(Object point labels)
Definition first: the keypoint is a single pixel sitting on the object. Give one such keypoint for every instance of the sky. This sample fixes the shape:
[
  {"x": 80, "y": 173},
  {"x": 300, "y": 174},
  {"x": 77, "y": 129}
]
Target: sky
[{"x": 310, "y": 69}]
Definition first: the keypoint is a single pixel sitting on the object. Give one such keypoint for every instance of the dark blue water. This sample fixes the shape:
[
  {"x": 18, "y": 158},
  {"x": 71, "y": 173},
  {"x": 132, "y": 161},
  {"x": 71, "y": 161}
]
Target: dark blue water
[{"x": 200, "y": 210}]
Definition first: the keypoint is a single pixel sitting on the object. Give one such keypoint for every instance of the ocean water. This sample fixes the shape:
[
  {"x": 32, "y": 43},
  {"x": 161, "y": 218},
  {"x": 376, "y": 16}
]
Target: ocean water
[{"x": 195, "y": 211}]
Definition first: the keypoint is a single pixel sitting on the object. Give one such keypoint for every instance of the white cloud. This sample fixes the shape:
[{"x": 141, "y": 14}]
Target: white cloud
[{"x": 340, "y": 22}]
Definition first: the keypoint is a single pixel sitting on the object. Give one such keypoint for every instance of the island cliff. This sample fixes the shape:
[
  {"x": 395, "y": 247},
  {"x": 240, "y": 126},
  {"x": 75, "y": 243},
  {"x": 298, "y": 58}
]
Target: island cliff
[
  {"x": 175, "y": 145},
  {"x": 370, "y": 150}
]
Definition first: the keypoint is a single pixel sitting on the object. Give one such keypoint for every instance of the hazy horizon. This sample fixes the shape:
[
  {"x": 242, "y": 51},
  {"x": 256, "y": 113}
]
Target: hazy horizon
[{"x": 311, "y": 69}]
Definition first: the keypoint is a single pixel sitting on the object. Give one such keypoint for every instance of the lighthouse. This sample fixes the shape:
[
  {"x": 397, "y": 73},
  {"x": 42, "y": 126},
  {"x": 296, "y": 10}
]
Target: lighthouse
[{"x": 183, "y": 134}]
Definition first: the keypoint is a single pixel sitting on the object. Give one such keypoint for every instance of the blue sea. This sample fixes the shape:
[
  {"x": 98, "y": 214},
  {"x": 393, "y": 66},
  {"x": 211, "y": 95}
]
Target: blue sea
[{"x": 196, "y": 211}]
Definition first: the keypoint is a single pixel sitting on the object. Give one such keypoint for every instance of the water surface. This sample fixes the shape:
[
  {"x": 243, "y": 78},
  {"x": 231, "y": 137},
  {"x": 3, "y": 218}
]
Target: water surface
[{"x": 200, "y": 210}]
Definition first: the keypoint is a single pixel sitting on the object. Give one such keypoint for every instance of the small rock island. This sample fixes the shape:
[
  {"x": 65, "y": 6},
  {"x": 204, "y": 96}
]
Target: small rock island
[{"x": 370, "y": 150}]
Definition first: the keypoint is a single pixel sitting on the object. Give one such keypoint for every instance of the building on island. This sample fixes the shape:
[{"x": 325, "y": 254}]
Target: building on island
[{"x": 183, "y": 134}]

• _What is being asked_
Repeat the line containing "of the blue" and all subsequent lines through the final line of the data, exactly and with no others.

• _Answer to the problem_
Definition first: the keypoint is a single pixel sitting on the object. Give one such keypoint for every instance of the blue sea. This sample fixes the shape:
[
  {"x": 98, "y": 214},
  {"x": 393, "y": 66},
  {"x": 211, "y": 95}
]
Target: blue sea
[{"x": 196, "y": 211}]
Definition first: the keypoint is a single pixel sitting on the object. Give one such keypoint for every instance of the water surface. This sample fixes the shape:
[
  {"x": 243, "y": 78},
  {"x": 231, "y": 137},
  {"x": 3, "y": 218}
]
Target: water surface
[{"x": 200, "y": 210}]
Definition first: the keypoint is a single pixel sitting on the object. Give one such keypoint for every instance of the small rock island. This sample fixes the shape:
[
  {"x": 65, "y": 6},
  {"x": 204, "y": 96}
]
Target: small rock island
[{"x": 370, "y": 150}]
Definition first: the keypoint is a single pixel sitting on the object. Give one such keypoint for every instance of the building on island. This sample fixes the shape:
[{"x": 325, "y": 254}]
Target: building on island
[{"x": 183, "y": 134}]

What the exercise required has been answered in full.